TEXT PASSAGE:
+++++

Sahra Motalebi’s artistic output encompasses disciplines from sculpture to vocal composition to scenographic installation (and lots more). Her newest work? An “open-form opera” about online communications with her Iranian half-sister.
Sahra Motalebi ’99 is a Swiss Army knife of artistic virtuosity. A visual artist, composer, vocalist, writer, and producer, she taps the full breadth of her formidable skillset in her performance-exhibition work, a rich mix of avant-garde opera, scenographic installation, vocal composition, recordings, painting, sculpture, photography, video, and text.
You can see how all these disparate elements come together and inform one another in a work like Sounds from Untitled Skies. The 40-minute series of one-acts debuted at the Crowley Theater in Marfa, Texas (a video of that performance is posted on YouTube), then moved to Hydra, Greece, before coming to The Kitchen in New York City. In the final scene, titled “Diorama,” Motalebi stands at a microphone on the darkened stage, dressed in black. The geometric shapes projected on the screen behind her resemble towers or tents. The musical component features a poem by Quinn Latimer ’00, “Diorama” (from her book of poems, Rumored Animals), and a recording of a cello that has been digitally distorted. The libretto uses no rhyming or chorus.
Inside my chest
an animal pawing relentlessly
not the heaviness
but the terrible accuracy
of its hooves
With multidisciplinary art, the whole is meant to be greater than the sum of its parts, which is a tall order for someone whose voice is as unusually ethereal as Motalebi’s. Powerful, penetrating, and at times primordial, it has a way of jangling things loose deep inside you. “There’s something about the way she uses her voice that transcends language,” says performance artist and longtime friend Seung-Min Lee. Yet as works like Untitled Skies demonstrate, Motalebi’s voice is just one of many brushes in her crowded water jar.

+++++

MATERIAL SUPPLIED:
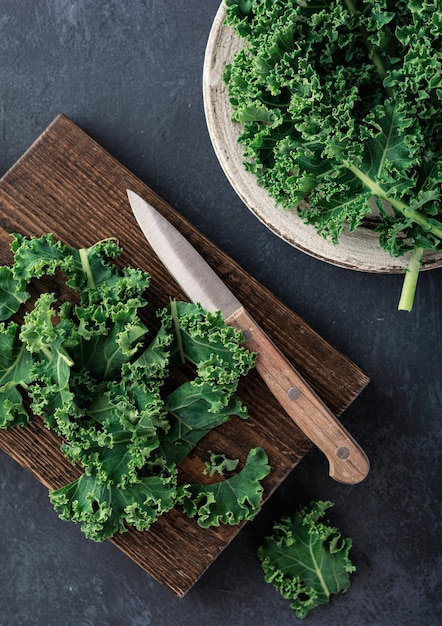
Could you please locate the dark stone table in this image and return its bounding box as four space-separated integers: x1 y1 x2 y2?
0 0 442 626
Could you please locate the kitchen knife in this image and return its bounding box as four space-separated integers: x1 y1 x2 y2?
127 190 369 484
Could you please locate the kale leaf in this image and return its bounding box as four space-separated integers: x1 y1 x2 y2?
224 0 442 310
0 234 269 541
258 500 356 618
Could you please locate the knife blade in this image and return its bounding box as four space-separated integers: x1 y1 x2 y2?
127 189 370 484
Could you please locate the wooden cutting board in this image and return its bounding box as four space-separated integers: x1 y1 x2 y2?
0 115 368 597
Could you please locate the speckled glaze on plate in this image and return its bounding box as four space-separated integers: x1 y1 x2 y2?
203 2 442 273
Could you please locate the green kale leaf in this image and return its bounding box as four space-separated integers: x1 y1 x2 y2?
0 234 269 541
180 448 270 528
258 501 356 618
224 0 442 310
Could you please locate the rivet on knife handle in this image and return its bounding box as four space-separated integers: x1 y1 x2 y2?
127 190 369 483
225 307 370 484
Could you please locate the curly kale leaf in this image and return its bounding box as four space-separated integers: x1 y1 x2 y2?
180 448 270 528
224 0 442 309
0 265 30 321
258 501 355 618
50 460 177 541
0 322 33 428
0 235 267 541
204 452 239 476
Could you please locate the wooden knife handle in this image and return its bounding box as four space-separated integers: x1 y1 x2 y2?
225 307 370 484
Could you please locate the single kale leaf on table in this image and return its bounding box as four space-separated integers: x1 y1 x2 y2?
258 500 356 618
224 0 442 310
0 234 270 541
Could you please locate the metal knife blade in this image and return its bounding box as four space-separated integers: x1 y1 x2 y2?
127 190 370 484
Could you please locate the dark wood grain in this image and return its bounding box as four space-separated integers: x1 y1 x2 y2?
0 115 368 596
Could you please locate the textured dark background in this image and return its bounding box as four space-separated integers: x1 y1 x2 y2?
0 0 442 626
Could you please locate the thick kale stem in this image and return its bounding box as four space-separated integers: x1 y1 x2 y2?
345 162 442 239
398 248 424 312
345 0 392 96
78 248 95 289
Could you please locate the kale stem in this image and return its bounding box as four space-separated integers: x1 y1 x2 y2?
170 300 186 363
79 248 95 289
345 0 392 96
344 161 442 239
398 248 424 311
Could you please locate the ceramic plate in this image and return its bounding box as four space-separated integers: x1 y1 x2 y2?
203 3 442 273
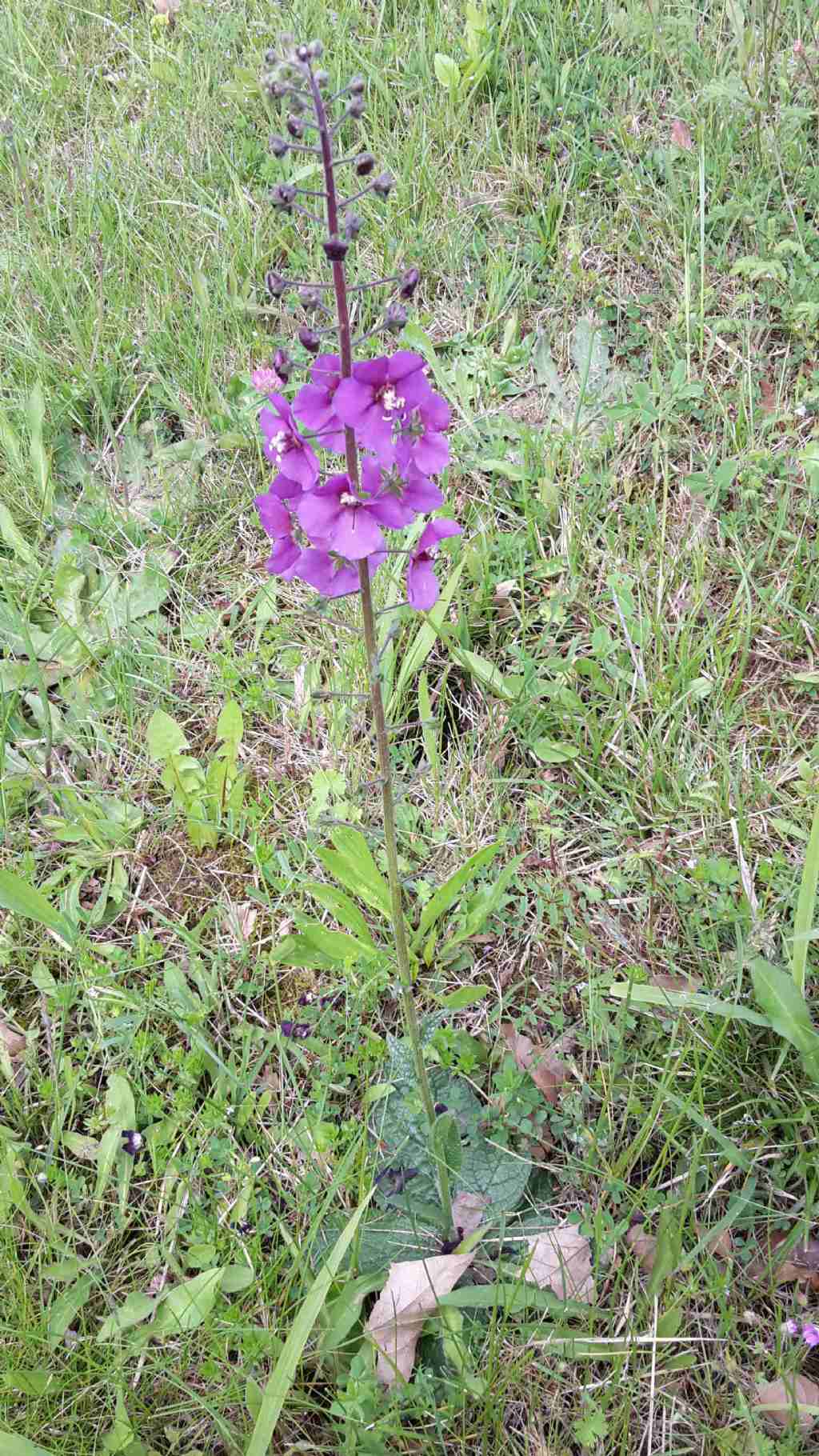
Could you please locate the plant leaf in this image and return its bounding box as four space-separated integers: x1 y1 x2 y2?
413 840 501 950
749 955 819 1082
151 1268 224 1338
524 1223 595 1305
366 1250 476 1386
0 870 76 950
791 802 819 994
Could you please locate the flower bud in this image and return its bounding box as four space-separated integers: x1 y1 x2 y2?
274 350 293 384
298 328 322 354
298 282 322 309
270 182 295 213
322 236 350 263
398 268 421 298
265 268 286 298
384 303 407 334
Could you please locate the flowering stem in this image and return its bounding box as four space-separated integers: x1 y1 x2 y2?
309 67 453 1232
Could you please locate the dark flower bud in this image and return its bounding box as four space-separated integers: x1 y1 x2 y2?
298 329 322 354
322 238 350 263
398 268 421 298
270 182 295 213
265 268 286 298
384 303 407 334
274 350 293 384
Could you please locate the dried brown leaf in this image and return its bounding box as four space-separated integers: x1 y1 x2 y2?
501 1021 569 1106
625 1223 657 1274
753 1374 819 1431
670 119 694 151
453 1193 492 1239
366 1250 476 1386
524 1223 595 1305
0 1019 26 1060
748 1229 819 1284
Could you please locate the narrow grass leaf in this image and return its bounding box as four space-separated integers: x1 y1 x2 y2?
246 1190 375 1456
791 802 819 996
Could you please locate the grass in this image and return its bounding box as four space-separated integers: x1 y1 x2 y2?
0 0 819 1456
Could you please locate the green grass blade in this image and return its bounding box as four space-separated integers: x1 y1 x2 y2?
791 801 819 996
246 1190 375 1456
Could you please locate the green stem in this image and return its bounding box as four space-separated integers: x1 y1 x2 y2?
358 561 453 1230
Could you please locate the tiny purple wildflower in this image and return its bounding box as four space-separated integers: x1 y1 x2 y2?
407 520 461 611
259 394 318 490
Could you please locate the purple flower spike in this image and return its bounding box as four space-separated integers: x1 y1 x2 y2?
297 460 407 561
396 390 449 474
407 520 461 611
334 350 432 466
293 354 345 453
259 394 318 494
294 550 387 597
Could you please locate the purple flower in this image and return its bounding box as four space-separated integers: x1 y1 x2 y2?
293 549 387 597
259 394 318 494
256 492 301 581
407 520 461 611
396 390 449 474
297 460 412 561
334 350 432 466
293 354 345 451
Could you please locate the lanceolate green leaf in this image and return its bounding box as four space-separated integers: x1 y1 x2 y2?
0 870 76 946
791 802 819 994
413 842 501 950
751 955 819 1082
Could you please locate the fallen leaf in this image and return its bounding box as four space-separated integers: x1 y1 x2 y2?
652 971 702 991
748 1229 819 1284
501 1021 569 1106
453 1193 492 1239
524 1223 595 1305
625 1223 657 1274
670 119 694 151
753 1374 819 1431
0 1021 26 1057
366 1250 476 1386
759 374 777 415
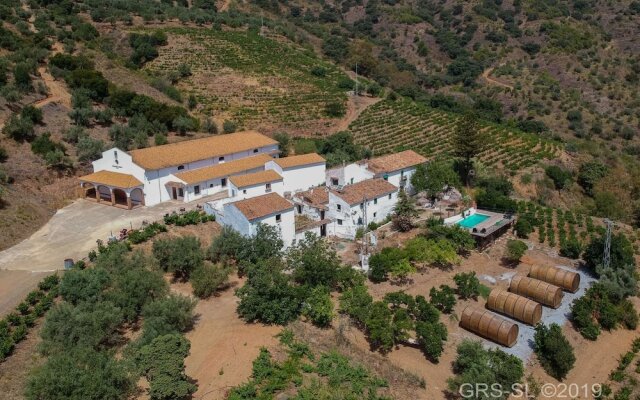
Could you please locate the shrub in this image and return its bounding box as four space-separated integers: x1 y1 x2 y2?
365 301 395 353
534 323 576 380
504 239 528 265
453 271 480 300
2 114 35 142
207 225 249 264
236 259 304 325
582 233 635 273
544 165 572 190
369 247 406 282
153 236 204 279
448 340 524 399
190 264 231 299
416 321 447 362
302 286 333 327
429 285 456 314
136 334 197 400
560 239 582 260
20 105 43 124
514 215 533 239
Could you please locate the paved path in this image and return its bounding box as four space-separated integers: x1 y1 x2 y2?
0 199 196 271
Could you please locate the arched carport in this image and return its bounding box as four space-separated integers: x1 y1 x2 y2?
80 171 145 210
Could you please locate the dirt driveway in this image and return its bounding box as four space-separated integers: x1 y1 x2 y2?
0 199 202 316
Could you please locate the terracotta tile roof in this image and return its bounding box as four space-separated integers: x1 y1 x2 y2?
332 178 398 205
129 131 278 169
294 187 329 206
174 154 273 184
368 150 427 174
275 153 326 169
79 171 143 189
231 193 293 221
229 169 282 188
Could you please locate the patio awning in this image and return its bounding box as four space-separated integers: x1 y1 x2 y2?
79 171 144 189
164 181 185 188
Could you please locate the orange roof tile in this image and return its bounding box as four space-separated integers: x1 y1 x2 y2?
79 171 143 189
367 150 427 174
231 193 293 221
274 153 326 169
229 169 282 188
174 154 273 184
129 131 278 169
294 187 329 206
332 178 398 205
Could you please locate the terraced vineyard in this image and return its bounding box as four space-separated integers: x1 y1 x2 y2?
145 28 347 129
349 99 560 171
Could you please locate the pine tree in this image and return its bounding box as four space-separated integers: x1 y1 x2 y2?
453 113 486 186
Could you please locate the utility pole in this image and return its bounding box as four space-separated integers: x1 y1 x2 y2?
360 197 369 269
602 218 614 268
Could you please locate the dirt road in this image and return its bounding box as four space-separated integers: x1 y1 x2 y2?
482 67 513 90
0 199 202 316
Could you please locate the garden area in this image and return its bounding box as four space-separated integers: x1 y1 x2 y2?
144 28 353 133
349 98 560 171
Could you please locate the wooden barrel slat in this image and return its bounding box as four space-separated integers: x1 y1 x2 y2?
509 275 564 308
487 289 542 325
529 265 580 293
460 306 518 347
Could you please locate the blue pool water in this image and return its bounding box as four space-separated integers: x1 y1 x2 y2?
458 213 489 228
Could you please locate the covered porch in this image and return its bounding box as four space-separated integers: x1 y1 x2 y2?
80 171 145 210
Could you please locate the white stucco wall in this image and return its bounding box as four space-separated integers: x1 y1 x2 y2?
380 167 416 194
229 181 284 200
217 203 296 247
93 144 278 206
265 161 326 193
327 191 398 239
325 163 374 186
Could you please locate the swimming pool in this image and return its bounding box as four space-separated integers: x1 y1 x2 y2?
458 213 490 229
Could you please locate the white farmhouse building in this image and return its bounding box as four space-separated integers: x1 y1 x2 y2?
327 178 398 239
218 193 296 247
229 169 284 200
80 131 278 208
325 163 375 187
367 150 427 194
265 153 326 193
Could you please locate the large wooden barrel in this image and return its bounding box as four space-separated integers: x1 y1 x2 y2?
529 265 580 293
509 275 564 308
487 289 542 325
460 306 518 347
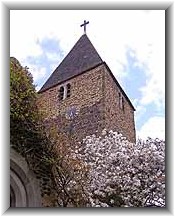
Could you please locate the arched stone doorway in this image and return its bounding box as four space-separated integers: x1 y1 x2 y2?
10 149 42 207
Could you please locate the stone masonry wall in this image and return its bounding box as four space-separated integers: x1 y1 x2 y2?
38 66 104 141
38 64 135 142
104 64 136 142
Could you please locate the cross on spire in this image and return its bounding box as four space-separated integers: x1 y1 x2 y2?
80 20 89 34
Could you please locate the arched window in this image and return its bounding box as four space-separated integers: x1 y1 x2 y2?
59 86 64 100
67 84 71 98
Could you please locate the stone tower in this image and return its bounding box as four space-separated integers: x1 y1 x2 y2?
38 34 136 142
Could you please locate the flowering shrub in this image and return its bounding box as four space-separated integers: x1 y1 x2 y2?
73 130 165 207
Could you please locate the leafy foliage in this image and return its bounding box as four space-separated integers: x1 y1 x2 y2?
10 58 55 205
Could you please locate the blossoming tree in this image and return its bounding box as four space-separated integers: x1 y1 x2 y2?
73 130 165 207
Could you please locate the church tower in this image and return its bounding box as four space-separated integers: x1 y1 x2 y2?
38 24 136 142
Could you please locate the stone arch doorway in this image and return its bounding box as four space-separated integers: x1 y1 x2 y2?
10 149 42 207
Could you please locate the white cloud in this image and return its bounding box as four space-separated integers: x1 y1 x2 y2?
10 10 165 139
137 116 165 140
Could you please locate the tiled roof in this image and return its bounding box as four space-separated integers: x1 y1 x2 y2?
39 34 103 92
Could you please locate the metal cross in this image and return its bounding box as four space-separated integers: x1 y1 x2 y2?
80 20 89 34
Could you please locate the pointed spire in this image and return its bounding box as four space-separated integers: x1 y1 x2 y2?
39 34 103 92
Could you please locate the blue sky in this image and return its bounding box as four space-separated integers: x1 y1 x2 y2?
10 10 165 139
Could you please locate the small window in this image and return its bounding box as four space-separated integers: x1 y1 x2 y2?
119 92 124 110
122 97 124 111
59 86 64 100
67 84 71 98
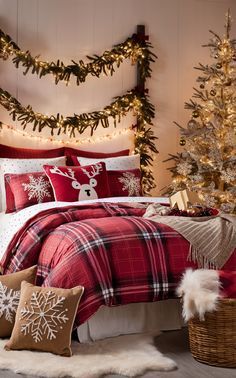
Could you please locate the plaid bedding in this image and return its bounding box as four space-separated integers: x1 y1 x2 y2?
1 203 236 325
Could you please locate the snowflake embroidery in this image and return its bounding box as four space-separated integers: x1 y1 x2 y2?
118 172 140 196
0 282 20 323
21 291 69 343
22 175 51 203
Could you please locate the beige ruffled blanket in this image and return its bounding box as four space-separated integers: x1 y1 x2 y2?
144 204 236 269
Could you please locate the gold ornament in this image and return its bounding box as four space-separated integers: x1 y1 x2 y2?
179 138 186 146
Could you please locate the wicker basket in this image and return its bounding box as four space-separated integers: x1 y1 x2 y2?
188 299 236 367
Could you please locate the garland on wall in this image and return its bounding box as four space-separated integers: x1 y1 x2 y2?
0 25 158 194
0 29 156 85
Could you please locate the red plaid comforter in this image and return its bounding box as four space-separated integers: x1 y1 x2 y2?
1 203 236 325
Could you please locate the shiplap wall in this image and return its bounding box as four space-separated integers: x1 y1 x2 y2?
0 0 236 194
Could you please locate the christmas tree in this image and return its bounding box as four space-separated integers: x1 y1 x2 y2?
166 11 236 213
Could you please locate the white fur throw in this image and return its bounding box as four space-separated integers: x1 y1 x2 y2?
177 269 220 321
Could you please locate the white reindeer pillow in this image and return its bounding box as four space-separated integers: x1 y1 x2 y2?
43 162 110 202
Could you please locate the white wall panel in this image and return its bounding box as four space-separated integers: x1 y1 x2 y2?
0 0 236 193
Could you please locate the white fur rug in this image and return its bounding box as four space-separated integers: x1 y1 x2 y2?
0 335 176 378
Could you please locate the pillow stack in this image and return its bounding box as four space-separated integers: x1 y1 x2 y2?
0 145 142 213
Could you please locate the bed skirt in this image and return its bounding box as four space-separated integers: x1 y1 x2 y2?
77 299 184 343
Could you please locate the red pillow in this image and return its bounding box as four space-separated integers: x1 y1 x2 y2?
0 144 64 159
43 162 110 202
65 147 129 165
107 169 142 197
4 172 54 213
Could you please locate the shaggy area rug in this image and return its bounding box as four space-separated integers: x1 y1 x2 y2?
0 335 176 378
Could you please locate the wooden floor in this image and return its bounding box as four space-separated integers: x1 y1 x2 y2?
0 328 236 378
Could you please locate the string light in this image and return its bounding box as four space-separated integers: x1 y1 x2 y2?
0 30 156 85
2 123 132 146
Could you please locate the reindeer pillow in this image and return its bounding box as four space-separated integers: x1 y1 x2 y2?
43 162 110 202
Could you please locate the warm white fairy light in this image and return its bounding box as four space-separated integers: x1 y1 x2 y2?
2 123 131 146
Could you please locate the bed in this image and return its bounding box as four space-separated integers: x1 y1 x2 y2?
0 144 236 342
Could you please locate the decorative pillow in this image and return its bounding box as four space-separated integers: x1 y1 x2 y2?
5 281 84 357
65 147 129 165
107 169 142 197
43 162 110 202
4 172 54 213
71 155 140 171
0 156 66 211
0 144 64 159
0 266 37 337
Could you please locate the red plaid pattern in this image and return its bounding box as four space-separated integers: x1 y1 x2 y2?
2 203 236 325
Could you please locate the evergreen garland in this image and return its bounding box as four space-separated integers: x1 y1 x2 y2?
0 30 156 85
0 30 158 194
0 88 157 194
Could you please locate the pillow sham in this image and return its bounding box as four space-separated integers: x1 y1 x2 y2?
4 172 54 213
5 281 84 357
65 147 129 165
107 169 142 197
0 156 66 211
43 162 110 202
71 155 140 171
0 144 64 159
0 265 37 337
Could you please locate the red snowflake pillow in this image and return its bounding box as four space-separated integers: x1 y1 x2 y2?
4 172 54 213
107 169 142 197
43 162 110 202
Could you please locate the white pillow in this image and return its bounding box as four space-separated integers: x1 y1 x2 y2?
76 155 140 171
0 156 66 211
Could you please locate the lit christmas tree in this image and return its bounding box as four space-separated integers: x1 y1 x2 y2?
166 11 236 213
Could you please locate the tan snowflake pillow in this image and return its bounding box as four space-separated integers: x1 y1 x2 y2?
5 281 84 357
0 266 37 337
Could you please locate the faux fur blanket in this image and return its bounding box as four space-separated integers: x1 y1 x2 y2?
177 269 221 321
144 204 236 269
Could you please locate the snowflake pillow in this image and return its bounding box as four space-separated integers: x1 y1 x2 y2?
0 157 66 211
71 155 140 171
0 266 37 337
107 169 142 197
5 281 84 357
4 172 54 213
43 163 110 202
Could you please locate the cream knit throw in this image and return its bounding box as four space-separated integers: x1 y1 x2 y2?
144 204 236 269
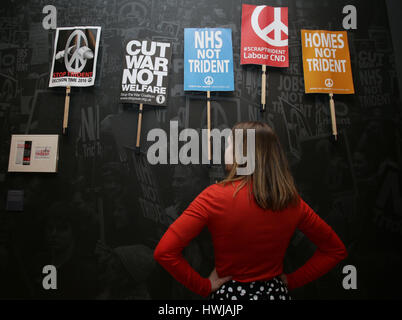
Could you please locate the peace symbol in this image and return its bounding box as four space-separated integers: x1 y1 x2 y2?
64 30 88 72
325 78 334 88
204 76 214 85
251 6 288 47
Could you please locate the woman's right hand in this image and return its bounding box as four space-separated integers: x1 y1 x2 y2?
279 273 288 287
208 268 232 293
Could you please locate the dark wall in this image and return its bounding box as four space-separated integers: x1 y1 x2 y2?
0 0 402 299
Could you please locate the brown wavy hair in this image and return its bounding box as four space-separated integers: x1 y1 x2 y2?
218 121 299 211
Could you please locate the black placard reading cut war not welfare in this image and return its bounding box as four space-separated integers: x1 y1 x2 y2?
120 40 172 106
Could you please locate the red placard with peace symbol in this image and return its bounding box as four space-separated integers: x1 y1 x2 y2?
240 4 289 67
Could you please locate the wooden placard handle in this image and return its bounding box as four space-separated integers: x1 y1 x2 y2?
329 93 338 140
135 103 143 148
261 64 267 111
207 91 211 161
63 86 71 134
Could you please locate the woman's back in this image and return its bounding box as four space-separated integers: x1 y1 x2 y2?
205 181 301 281
154 121 347 296
154 181 347 296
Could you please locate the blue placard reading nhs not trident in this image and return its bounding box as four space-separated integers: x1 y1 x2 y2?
184 28 234 91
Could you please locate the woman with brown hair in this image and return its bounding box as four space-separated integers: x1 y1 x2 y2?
154 121 347 300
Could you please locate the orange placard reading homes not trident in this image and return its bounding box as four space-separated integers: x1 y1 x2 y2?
301 30 355 140
301 30 355 94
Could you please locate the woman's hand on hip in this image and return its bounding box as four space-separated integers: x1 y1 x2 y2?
208 268 232 293
279 273 288 287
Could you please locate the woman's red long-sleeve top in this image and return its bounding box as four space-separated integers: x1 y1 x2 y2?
154 182 347 297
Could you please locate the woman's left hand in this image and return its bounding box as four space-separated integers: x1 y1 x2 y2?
208 268 232 293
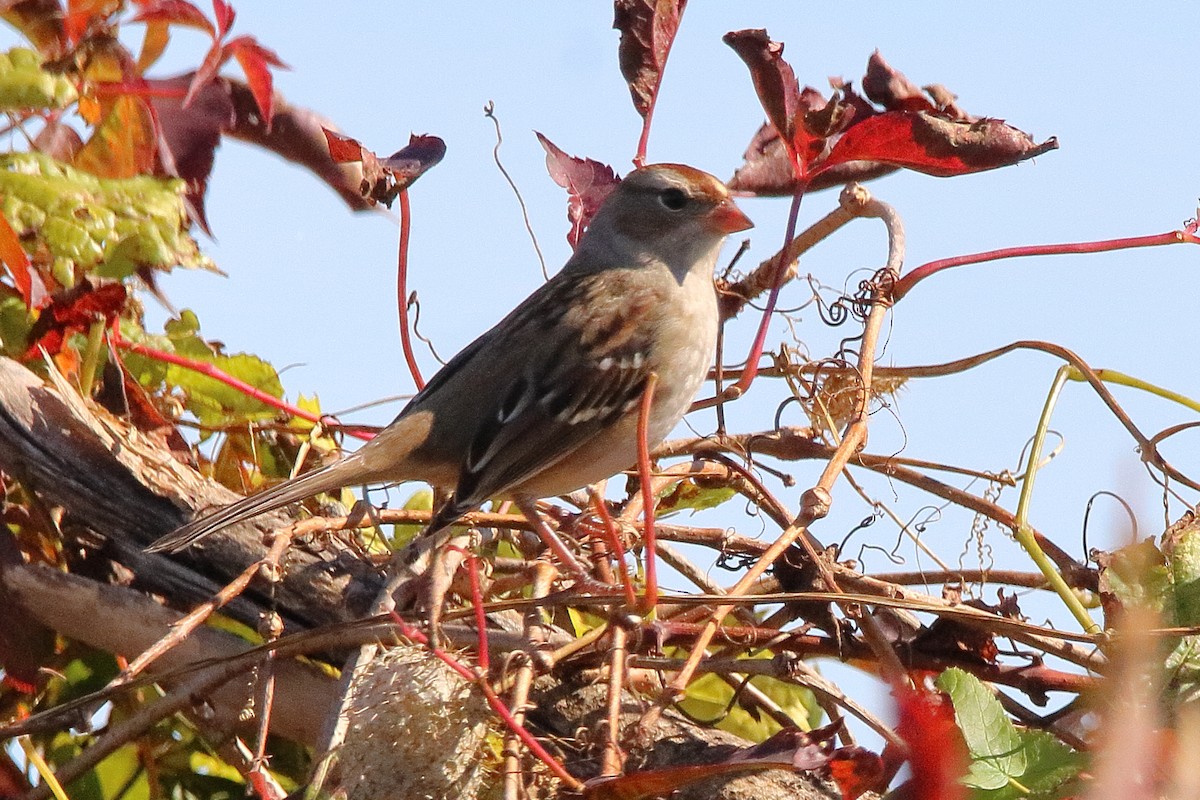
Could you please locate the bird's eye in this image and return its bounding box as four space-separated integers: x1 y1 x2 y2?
659 188 688 211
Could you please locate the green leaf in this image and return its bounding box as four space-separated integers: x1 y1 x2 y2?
391 489 433 551
1100 540 1171 612
679 651 822 741
937 669 1086 800
0 47 78 112
0 295 34 359
1163 515 1200 626
0 152 214 285
937 669 1027 789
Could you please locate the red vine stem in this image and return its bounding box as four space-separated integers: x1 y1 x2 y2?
396 190 425 391
721 178 808 401
391 612 583 792
637 372 659 610
892 230 1200 302
109 318 372 441
467 553 492 680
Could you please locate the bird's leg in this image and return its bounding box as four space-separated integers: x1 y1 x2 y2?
512 494 612 590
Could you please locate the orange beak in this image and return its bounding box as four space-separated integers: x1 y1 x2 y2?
710 198 754 234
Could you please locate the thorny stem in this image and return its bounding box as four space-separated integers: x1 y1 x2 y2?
391 612 583 792
588 487 637 608
1013 365 1100 633
79 318 106 397
484 101 550 281
892 230 1200 301
109 319 372 441
396 190 425 391
504 560 558 800
1067 367 1200 411
721 181 806 401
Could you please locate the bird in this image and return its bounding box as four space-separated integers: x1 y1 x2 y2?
146 163 754 552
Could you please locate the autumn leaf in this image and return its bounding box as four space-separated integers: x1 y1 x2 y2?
323 128 446 206
534 131 620 248
612 0 688 118
0 206 49 308
822 112 1058 178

+++++

WRITTEN TASK A: In the Sahra Motalebi profile, at which theater did Sounds from Untitled Skies debut?
WRITTEN TASK B: Copy the Sahra Motalebi profile word for word from "Sahra Motalebi’s artistic" to "video, and text.".

ANSWER A: The Crowley Theater in Marfa, Texas.

ANSWER B:
Sahra Motalebi’s artistic output encompasses disciplines from sculpture to vocal composition to scenographic installation (and lots more). Her newest work? An “open-form opera” about online communications with her Iranian half-sister.
Sahra Motalebi ’99 is a Swiss Army knife of artistic virtuosity. A visual artist, composer, vocalist, writer, and producer, she taps the full breadth of her formidable skillset in her performance-exhibition work, a rich mix of avant-garde opera, scenographic installation, vocal composition, recordings, painting, sculpture, photography, video, and text.